*DATA EXTRACTS*
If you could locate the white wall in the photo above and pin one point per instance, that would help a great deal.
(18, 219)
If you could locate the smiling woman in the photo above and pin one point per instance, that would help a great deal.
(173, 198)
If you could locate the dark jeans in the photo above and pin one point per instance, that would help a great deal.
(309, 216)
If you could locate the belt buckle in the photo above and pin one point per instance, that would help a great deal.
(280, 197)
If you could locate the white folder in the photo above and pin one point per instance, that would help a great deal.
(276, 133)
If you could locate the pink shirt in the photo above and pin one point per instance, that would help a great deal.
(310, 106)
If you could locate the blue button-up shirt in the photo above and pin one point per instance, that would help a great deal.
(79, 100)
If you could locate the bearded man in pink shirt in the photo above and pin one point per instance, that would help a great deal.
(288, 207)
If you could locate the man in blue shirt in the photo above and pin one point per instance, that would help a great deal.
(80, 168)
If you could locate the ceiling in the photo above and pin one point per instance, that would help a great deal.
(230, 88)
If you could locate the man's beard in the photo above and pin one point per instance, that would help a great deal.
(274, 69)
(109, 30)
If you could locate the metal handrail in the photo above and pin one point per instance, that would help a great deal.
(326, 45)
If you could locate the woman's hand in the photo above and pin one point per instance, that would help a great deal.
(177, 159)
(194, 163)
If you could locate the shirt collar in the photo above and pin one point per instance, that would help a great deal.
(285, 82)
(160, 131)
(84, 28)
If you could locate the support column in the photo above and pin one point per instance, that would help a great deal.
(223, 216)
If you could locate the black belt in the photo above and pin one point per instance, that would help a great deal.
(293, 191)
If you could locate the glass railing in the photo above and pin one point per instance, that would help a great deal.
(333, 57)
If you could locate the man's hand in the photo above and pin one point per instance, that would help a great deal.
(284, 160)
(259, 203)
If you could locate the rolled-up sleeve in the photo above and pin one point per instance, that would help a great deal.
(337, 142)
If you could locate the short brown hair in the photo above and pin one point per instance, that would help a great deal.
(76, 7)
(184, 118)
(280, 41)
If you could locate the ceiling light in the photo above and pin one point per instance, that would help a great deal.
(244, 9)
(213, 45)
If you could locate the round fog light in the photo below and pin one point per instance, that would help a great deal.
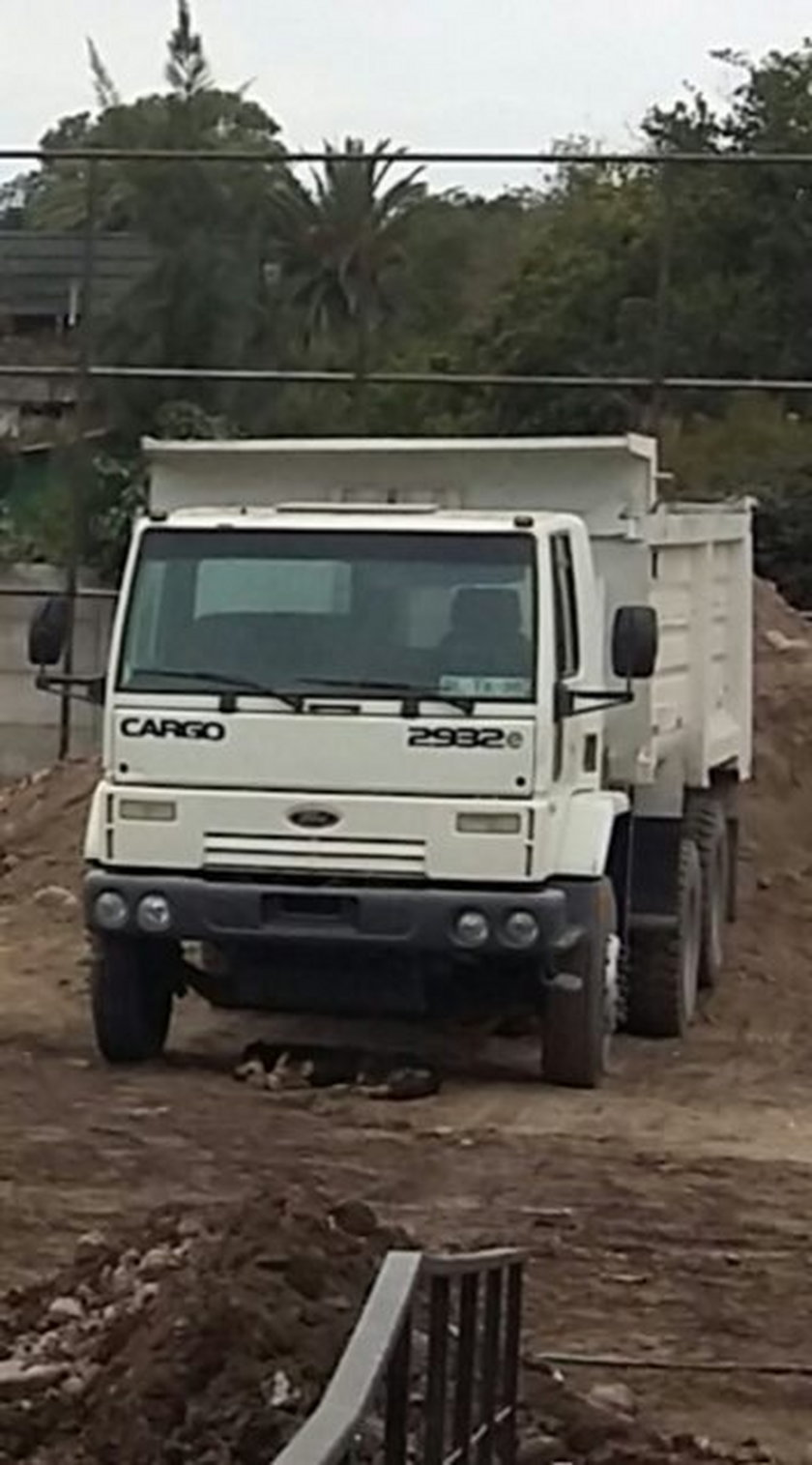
(153, 915)
(471, 929)
(521, 929)
(110, 910)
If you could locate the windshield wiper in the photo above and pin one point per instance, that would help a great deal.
(409, 696)
(218, 680)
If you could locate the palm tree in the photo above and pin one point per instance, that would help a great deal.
(342, 244)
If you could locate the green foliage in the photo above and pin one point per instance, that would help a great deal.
(361, 267)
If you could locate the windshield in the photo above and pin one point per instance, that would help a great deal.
(323, 611)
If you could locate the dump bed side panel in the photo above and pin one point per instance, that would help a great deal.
(701, 586)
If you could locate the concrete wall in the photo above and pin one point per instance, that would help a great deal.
(30, 718)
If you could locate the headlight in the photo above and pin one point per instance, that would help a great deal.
(471, 929)
(488, 824)
(148, 810)
(110, 910)
(521, 929)
(154, 915)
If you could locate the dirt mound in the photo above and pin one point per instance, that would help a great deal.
(42, 828)
(199, 1339)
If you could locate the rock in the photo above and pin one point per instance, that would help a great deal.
(56, 898)
(539, 1450)
(355, 1217)
(91, 1245)
(73, 1386)
(281, 1391)
(616, 1396)
(784, 643)
(17, 1380)
(66, 1310)
(156, 1262)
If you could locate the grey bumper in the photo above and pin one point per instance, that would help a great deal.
(409, 919)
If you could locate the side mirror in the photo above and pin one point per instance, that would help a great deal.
(635, 642)
(47, 633)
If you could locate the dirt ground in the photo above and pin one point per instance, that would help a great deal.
(667, 1217)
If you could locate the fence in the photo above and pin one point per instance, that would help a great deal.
(456, 1402)
(654, 383)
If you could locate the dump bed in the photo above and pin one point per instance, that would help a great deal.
(690, 563)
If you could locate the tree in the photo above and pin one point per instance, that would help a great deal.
(187, 71)
(343, 247)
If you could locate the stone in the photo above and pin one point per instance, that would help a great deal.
(17, 1380)
(616, 1396)
(91, 1247)
(156, 1262)
(66, 1310)
(56, 898)
(355, 1217)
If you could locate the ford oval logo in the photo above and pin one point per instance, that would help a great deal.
(314, 818)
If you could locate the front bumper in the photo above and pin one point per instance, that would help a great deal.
(415, 921)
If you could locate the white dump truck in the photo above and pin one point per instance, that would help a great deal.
(420, 727)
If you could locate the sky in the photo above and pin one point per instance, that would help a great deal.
(426, 73)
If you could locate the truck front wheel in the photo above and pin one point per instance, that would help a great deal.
(132, 992)
(581, 1011)
(664, 970)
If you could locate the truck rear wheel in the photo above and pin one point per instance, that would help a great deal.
(664, 967)
(132, 995)
(709, 830)
(581, 1010)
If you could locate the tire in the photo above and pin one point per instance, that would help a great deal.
(664, 967)
(132, 996)
(709, 831)
(579, 1012)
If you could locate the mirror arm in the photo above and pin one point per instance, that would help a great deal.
(602, 700)
(85, 689)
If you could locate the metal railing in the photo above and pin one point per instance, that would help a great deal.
(442, 1393)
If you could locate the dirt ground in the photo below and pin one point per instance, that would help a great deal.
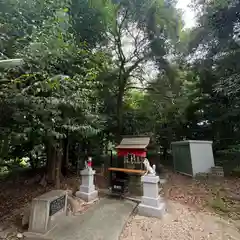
(197, 210)
(180, 223)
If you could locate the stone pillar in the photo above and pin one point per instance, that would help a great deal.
(152, 205)
(87, 190)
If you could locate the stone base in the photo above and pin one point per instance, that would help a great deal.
(87, 197)
(35, 236)
(149, 211)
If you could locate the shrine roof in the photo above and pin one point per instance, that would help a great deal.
(134, 142)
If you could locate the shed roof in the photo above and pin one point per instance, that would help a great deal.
(134, 142)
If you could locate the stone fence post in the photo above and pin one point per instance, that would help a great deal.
(87, 190)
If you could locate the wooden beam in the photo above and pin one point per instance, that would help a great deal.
(127, 170)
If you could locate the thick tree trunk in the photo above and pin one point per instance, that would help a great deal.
(120, 113)
(58, 168)
(65, 160)
(51, 162)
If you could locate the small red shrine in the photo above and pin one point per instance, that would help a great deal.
(133, 145)
(131, 153)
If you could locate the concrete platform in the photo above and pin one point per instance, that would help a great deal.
(104, 221)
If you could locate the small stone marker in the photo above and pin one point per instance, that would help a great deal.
(87, 190)
(46, 211)
(151, 204)
(217, 171)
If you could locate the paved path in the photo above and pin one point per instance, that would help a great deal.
(104, 221)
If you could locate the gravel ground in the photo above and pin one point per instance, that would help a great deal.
(180, 223)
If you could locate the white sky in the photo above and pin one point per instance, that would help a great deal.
(189, 15)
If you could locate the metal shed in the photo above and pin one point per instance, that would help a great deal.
(192, 157)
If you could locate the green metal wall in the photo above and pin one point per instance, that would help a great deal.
(182, 158)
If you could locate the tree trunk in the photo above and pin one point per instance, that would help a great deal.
(65, 160)
(51, 162)
(120, 112)
(58, 168)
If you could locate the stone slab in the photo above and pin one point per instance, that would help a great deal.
(43, 215)
(87, 197)
(149, 211)
(104, 221)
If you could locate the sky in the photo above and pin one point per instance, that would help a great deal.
(188, 16)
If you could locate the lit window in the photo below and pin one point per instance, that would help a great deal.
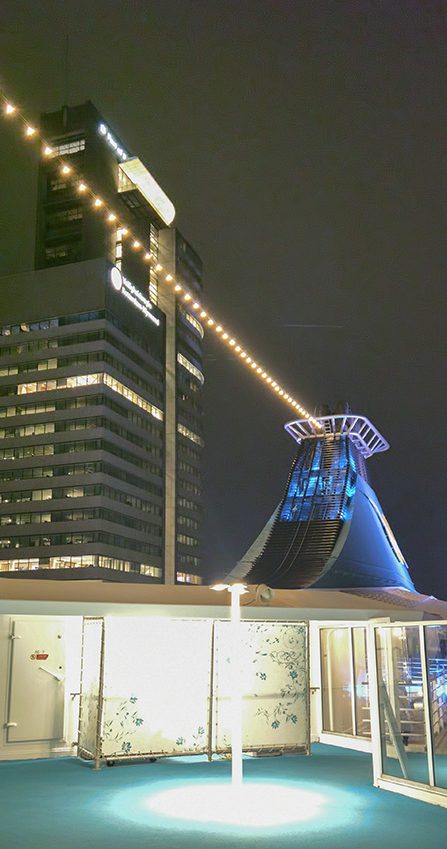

*EXERCISE DETAILS*
The expected result is the complete listing above, printed exactly, with no pictures.

*EXERCISE OUTPUT*
If you could locate the white wall in the photo above and pin one point per instance, that would help a great deal.
(18, 219)
If you could locate the smiling woman in the photo above and pin one point per instance, that would help a great deal.
(173, 198)
If you could locate the dark jeans in the photo above and pin one point per instance, that would help a great deal.
(309, 216)
If you could locate the belt buckle in the photo above and pin one point per instance, that would help a great deal.
(280, 197)
If you could locate the white folder in the photo above and pin one point per instance, that would help a great deal.
(276, 133)
If you could locate the pink shirt in the photo above and pin one point per instance, that would help a great deal.
(310, 106)
If you could locate the blue button-up shirt in the photo above and pin one point per instance, that would help a great deal.
(79, 100)
If you could locate the bearded man in pink shirt in the photo above and pin one point per instance, that would help a great deal.
(288, 207)
If you could locate the man in blue shirt in the photo above and pin one point per instance, that would help a great deal.
(80, 168)
If you could locate the ceiling in the photo above and pin one point per instance, that would help a great deal.
(230, 88)
If you could locate the man's beard in the photo above and pin one point per instance, that would help a great deal.
(274, 69)
(109, 30)
If you could locate the metal handrail in the photo above and pin one point per instance, that would help a great deal.
(326, 45)
If you could locate the woman's hand in the photo above and pin one point per instance, that would help a great deal.
(177, 159)
(194, 163)
If you could locate the shirt collar in the photo above and pin one point per instance, that would help a great deal.
(285, 82)
(160, 131)
(84, 28)
If you could locate the support column in the photo above and pin one point per instance, that would help a great deal.
(223, 216)
If you could locate the black belt in the photo above and pin one point per instance, that would help a great deal.
(293, 191)
If you could locate the glass railing in the photo above and pin one point per instance, that would help a great deal.
(333, 57)
If you could locate the man's hand in the photo above and pin one point per instance, that would help a great deal.
(284, 160)
(259, 203)
If you could locate the rolled-up sleeve in the photo above and pin one point per instance, that would help a great deal.
(337, 142)
If you could locate the short brown hair in the photo above and pin one point per instance, that would help a great deal.
(76, 7)
(184, 118)
(280, 41)
If you could locate the ceiling light in the photo above and pin one point per instance, that would help a great deal.
(244, 9)
(213, 45)
If you could locate the round fog light in the photo below and pin one point per instance, that would help a great deal.
(153, 915)
(471, 929)
(521, 929)
(110, 910)
If you could locate the windshield wiper in the photo above and pin one point per instance, that would help a great deal.
(409, 696)
(218, 680)
If you could locate the palm tree in the photo above and pin one point per instance, that would help a great deal.
(342, 244)
If you could locate the green foliage in the photo above and pin one point per instance, that would help a great deal.
(361, 267)
If you could locate the windshield in the photo above and pin one point per instance, that would help a great deal.
(323, 611)
If you could locate the dump bed side panel in the photo above and pin one point per instance, that would help a great deal.
(701, 586)
If you could locate the concrete wall in the photo above and pin one point per instance, that would help a great deal.
(30, 718)
If you could locate the headlight in the photo above and pin one point per instance, that would help a great deal.
(471, 929)
(488, 824)
(148, 810)
(110, 910)
(521, 929)
(154, 915)
If you could locate the dirt mound in the photo above and pin one point per instance, that would help a great deal.
(42, 828)
(199, 1339)
If you could locate the rock in the photo above and pin one point per instance, that would help a great deal.
(56, 898)
(539, 1450)
(355, 1217)
(91, 1245)
(73, 1386)
(281, 1391)
(616, 1396)
(784, 643)
(17, 1380)
(66, 1310)
(156, 1262)
If you could locate the grey bumper in the photo above and pin one point per instance, that would help a great deal.
(409, 919)
If you could locate the side mirror in the photo above and pin one point per instance, that would help a great deal.
(635, 642)
(47, 633)
If you could locate the dirt ground in the photo above and pin one point per instance, that would help a great deal.
(667, 1217)
If you could locate the fence in the photo above and pin one point per instance, that would help a great deal.
(456, 1402)
(654, 383)
If you could locate the dump bed in the photo above and pin one point per instance, that would help a great deal.
(690, 563)
If you could locate the tree in the photo above and pin one point per instance, that would help a great deal.
(187, 71)
(343, 247)
If you could locate the stone in the photo above and pin one point per instance, that would help a great deal.
(17, 1380)
(616, 1396)
(91, 1247)
(156, 1262)
(66, 1310)
(56, 898)
(355, 1217)
If you could locate the ford oval logo in the photo above and pin one point per instance, that would help a great deal.
(314, 818)
If you could locate the front bumper in the photo above and pin one point per instance, that would help a great deal.
(415, 921)
If you could locate the white dump truck in the photo above and pin one point per instance, that would help a great deal.
(420, 727)
If you could locate the sky in the photo above and pin one point per instance, that would help a great deal.
(426, 73)
If you could locate the truck front wheel in the photo above and pin one point per instance, that would help a great deal.
(132, 992)
(581, 1011)
(664, 970)
If you could locate the truck rear wheel in the photo above and pin one point per instance, that would help a great deal.
(664, 967)
(132, 995)
(709, 830)
(581, 1010)
If you could locate the tire in the photo above and pin one point per instance, that would help a great deal.
(664, 967)
(132, 996)
(709, 831)
(579, 1012)
If you could locate the mirror arm in the photo above and pin one point per instance, that would help a great deal.
(602, 700)
(85, 689)
If you could locate the metal railing in the photo above and pin one point per instance, that would help a great deal.
(442, 1393)
If you could locate the dirt ground in the photo below and pin one point per instance, that would help a great deal.
(197, 210)
(180, 223)
If you could locate the stone pillar in the photo above and pin one point per instance, that would help a great deal.
(152, 205)
(87, 190)
If you could locate the stone base in the photo above and pin one point per instance, that would help a great deal.
(87, 197)
(35, 236)
(149, 211)
If you could locate the shrine roof in the photo above and pin one point per instance, that would help a great deal.
(134, 142)
If you could locate the shed roof in the photo above and pin one point per instance, that would help a great deal.
(134, 142)
If you could locate the stone fence post in the photo above and pin one point per instance, that would help a great deal.
(87, 190)
If you could locate the wooden beam in the photo above and pin one point per instance, that would help a great deal.
(127, 170)
If you could locate the thick tree trunk in the photo above and pin one point per instance, that would help a great deal.
(120, 113)
(58, 168)
(65, 160)
(51, 162)
If you could locate the small red shrine in the photo above and pin one point per instance, that would help a great deal.
(133, 145)
(131, 153)
If you could locate the concrete platform in the photo above and pin one point per instance, that would help a great deal.
(104, 221)
If you could locate the small stone marker in the photo above and pin one point per instance, that would help a great deal.
(87, 190)
(46, 211)
(151, 204)
(217, 171)
If you could locate the paved path in the photo above and pin one point per instance, that would help a great deal.
(104, 221)
If you could locate the gravel ground in the photo above and pin one point per instance, that would help a great deal.
(180, 223)
If you could locate the white sky in the photo above and pin one point per instance, that would help a great deal.
(189, 15)
If you could locate the metal shed in the photo above and pin one point per instance, that would help a great deal.
(192, 157)
If you could locate the green metal wall in the photo above and pin one point per instance, that would help a great deal.
(182, 158)
If you could locate the tree trunk in the photo above and pin one point per instance, that would help a great deal.
(65, 160)
(51, 162)
(120, 112)
(58, 168)
If you could locate the stone slab in the photo above and pin one point per instance, that would help a great deal.
(43, 215)
(87, 197)
(149, 211)
(104, 221)
If you could locate the sky in the photo above and pin one point per instance, that would help a great deal.
(188, 16)
If you could locate the lit window in the photo below and pin one point per instance, that would help a great deal.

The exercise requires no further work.